**TASK DESCRIPTION**:
Can you retype every record below exactly as written?

**MATERIAL SHOWN**:
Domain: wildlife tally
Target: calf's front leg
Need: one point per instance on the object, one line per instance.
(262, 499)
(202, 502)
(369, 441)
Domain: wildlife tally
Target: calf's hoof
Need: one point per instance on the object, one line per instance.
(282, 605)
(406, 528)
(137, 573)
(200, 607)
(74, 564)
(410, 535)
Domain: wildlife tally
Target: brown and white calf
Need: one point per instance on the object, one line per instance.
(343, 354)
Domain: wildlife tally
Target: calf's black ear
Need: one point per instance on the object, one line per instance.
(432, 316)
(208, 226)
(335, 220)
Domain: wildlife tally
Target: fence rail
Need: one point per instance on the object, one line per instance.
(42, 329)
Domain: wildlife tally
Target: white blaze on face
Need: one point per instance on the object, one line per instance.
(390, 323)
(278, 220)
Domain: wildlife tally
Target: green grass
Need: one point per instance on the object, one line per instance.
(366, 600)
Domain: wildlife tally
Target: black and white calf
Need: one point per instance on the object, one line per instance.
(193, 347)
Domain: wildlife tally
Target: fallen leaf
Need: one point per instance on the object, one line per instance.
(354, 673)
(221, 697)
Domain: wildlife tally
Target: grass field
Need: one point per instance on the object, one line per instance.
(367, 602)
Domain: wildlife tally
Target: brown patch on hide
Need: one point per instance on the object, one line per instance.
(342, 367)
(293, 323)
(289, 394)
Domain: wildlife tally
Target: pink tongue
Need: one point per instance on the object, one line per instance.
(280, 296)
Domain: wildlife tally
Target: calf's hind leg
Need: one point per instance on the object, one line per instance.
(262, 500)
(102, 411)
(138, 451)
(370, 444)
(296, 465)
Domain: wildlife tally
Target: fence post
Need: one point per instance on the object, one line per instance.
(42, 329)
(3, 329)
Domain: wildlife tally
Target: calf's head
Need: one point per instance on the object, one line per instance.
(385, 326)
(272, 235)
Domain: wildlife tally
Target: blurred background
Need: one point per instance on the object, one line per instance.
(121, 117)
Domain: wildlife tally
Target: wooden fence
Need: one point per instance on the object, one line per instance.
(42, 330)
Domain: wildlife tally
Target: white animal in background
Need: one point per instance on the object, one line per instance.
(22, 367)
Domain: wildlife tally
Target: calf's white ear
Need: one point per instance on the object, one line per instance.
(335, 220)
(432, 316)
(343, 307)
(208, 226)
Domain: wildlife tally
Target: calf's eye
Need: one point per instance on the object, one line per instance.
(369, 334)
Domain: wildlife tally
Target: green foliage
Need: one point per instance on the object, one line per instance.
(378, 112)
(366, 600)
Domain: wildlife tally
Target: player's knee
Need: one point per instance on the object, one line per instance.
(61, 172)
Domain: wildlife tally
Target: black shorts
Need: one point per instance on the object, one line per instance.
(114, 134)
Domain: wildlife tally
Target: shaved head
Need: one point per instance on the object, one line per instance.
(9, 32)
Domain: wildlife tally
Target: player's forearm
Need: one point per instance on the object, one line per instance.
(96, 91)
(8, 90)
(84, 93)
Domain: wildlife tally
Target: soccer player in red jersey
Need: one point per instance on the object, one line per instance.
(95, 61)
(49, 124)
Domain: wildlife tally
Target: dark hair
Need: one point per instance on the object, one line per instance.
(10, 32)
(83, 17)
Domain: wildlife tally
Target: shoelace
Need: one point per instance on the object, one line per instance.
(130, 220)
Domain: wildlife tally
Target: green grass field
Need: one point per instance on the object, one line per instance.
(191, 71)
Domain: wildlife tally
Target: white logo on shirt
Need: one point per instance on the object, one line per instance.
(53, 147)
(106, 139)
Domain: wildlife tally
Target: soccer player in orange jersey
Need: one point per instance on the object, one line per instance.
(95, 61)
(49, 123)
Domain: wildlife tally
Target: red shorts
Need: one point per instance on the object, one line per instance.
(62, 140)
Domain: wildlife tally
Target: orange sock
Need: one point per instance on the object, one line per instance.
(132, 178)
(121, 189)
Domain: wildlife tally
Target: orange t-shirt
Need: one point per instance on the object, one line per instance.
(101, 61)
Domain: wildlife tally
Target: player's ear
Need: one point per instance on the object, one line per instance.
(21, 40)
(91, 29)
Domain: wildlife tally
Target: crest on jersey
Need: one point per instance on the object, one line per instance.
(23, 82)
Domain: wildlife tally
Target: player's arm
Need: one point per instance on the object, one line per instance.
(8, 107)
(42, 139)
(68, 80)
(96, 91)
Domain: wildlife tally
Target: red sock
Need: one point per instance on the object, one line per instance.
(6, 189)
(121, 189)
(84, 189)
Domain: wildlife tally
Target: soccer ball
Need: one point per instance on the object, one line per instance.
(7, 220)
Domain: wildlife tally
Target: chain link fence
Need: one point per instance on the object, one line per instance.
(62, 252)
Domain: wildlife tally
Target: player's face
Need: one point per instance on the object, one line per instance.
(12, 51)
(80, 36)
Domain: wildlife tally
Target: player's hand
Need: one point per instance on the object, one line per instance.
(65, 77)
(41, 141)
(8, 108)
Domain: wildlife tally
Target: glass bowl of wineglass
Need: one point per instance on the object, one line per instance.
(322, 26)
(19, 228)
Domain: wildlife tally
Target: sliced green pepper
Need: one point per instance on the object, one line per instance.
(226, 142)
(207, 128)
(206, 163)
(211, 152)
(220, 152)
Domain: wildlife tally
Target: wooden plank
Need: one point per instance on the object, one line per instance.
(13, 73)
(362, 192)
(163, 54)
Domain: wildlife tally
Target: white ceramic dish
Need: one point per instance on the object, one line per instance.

**SOLUTION**:
Domain: wildlife tally
Target: calf's front leg
Need: one point per instance on the object, one line per instance.
(262, 499)
(202, 502)
(369, 441)
Domain: wildlife tally
Target: calf's hoof
Need: one point per instance on the object, one line per instance.
(282, 605)
(406, 528)
(137, 573)
(200, 607)
(74, 564)
(410, 535)
Domain: wildlife tally
Target: brown and white calf
Need: one point per instance on the object, one line per instance.
(343, 354)
Domain: wildlife tally
Target: calf's black ear
Need: one point per instance on the object, one line per instance.
(432, 316)
(208, 226)
(335, 220)
Domain: wildlife tally
Target: fence rail
Need: one point per instance on the object, one line per instance.
(42, 329)
Domain: wildlife tally
Target: white blaze on face
Need: one point per instance on the object, one line per instance.
(390, 323)
(278, 220)
Domain: wildlife tally
Target: green grass
Need: one point per instance on the object, one line per instance.
(366, 600)
Domain: wildlife tally
Target: black and white calf
Need: one point per instance on the object, one line per instance.
(193, 347)
Domain: wildlife tally
Target: fallen leaf
Need: one point per instance on the object, one line per instance.
(354, 673)
(221, 697)
Domain: wildlife tally
Target: grass field
Need: one point per instance on the object, one line per instance.
(367, 602)
Domain: wildlife tally
Target: brown patch on hide
Need: one point per instance on the object, one line per instance.
(342, 367)
(293, 323)
(289, 394)
Domain: wildlife tally
Target: pink tongue
Need: one point per instance on the object, one line per instance.
(280, 296)
Domain: wildlife tally
Target: calf's hind leg
Need: one point per instance on the object, one line per instance.
(262, 500)
(102, 411)
(138, 451)
(370, 444)
(296, 465)
Domain: wildlife tally
Target: fence post
Need: one point per instance on the object, one line per instance.
(42, 329)
(3, 329)
Domain: wildlife tally
Target: calf's head
Need: one point per instance on the object, one line per instance.
(385, 326)
(272, 235)
Domain: wildlife tally
Target: blurred background
Need: one point per instance on the object, one line per instance.
(121, 117)
Domain: wildlife tally
Target: wooden fence
Need: one point per instance on the object, one line per instance.
(42, 330)
Domain: wildlife tally
Target: white animal in background
Need: one point per instance on the object, one line per instance.
(22, 367)
Domain: wildlife tally
Target: calf's white ear
Need: one point per instance on the object, one line per instance.
(335, 220)
(432, 316)
(343, 307)
(208, 226)
Domain: wildlife tally
Target: calf's eye
Need: one point per instance on the object, one line per instance.
(369, 334)
Domain: wildlife tally
Target: green foliage
Need: one point per instance on the object, one line per instance.
(378, 112)
(366, 600)
Domain: wildlife tally
Target: player's knee
Need: one point per instance on the object, one line per instance.
(61, 172)
Domain: wildlife tally
Target: black shorts
Need: one point per instance on the object, one line per instance.
(114, 134)
Domain: wildlife tally
Target: shaved head
Need: one point per instance on the object, one line per instance.
(9, 32)
Domain: wildlife tally
Target: player's forearm
Need: one point per instance on the object, one line per instance.
(96, 91)
(8, 90)
(84, 93)
Domain: wildlife tally
Target: soccer player in red jersey
Need: one point per instance on the object, one line per instance.
(95, 61)
(49, 124)
Domain: wildlife tally
Target: dark hair
Need: one point per instance on the object, one line per instance.
(10, 32)
(83, 17)
Domain: wildlife tally
Target: shoelace
Need: one point per instance on the object, one line per instance.
(130, 220)
Domain: wildlife tally
Target: green grass field
Need: one point per instance on the object, one line per instance.
(191, 71)
Domain: wildlife tally
Target: white logo on shirt
Need: one point per instance on the object, one line per instance.
(53, 147)
(106, 139)
Domain: wildlife tally
Target: soccer player in orange jersey
Need: one point per instance on the object, one line per instance.
(95, 61)
(49, 123)
Domain: wildlife tally
Target: red shorts
Need: one point per instance on the object, one line per instance.
(62, 140)
Domain: wildlife tally
Target: orange sock
Need: one point per instance on the object, one line per instance.
(132, 178)
(121, 189)
Domain: wildlife tally
Target: orange t-shirt
Need: one point per instance on the object, one line per instance.
(101, 61)
Domain: wildlife tally
Target: player's ear
Need: one point per instance on the object, one line per instance.
(21, 40)
(91, 29)
Domain: wildlife tally
Target: crest on jersey
Need: one point per instance on the object, one line per instance.
(23, 82)
Domain: wildlife tally
Target: player's arm
Need: one point per instance on the object, one line per instance.
(8, 107)
(42, 139)
(68, 80)
(96, 91)
Domain: wildlife tally
Target: red sock
Need: one point per instance on the object, one line per instance.
(6, 189)
(121, 189)
(84, 189)
Domain: wildlife tally
Target: soccer ball
Need: one point per instance on the object, one line per instance.
(7, 220)
Domain: wildlife tally
Target: chain link fence
Need: one point per instance on the object, one line per instance.
(62, 252)
Domain: wildlife tally
Target: player's face
Need: one point per instance on the object, one line per instance.
(12, 51)
(80, 36)
Domain: wildlife tally
Target: player's hand
Need: one point per instance on the object, one line per instance.
(65, 77)
(41, 141)
(8, 108)
Domain: wildlife tally
Target: glass bowl of wineglass
Need: one point per instance on the object, one line per instance.
(322, 26)
(19, 228)
Domain: wildlife tally
Target: sliced green pepper
Need: one point per instance on the object, one line per instance.
(226, 142)
(207, 128)
(206, 163)
(211, 152)
(220, 152)
Domain: wildlife tally
Target: wooden plank
Need: one point per instance on the object, one line per instance.
(13, 73)
(362, 192)
(163, 54)
Domain: wildlife tally
Target: white ceramic dish
Need: one point per instance on the object, one line per instance.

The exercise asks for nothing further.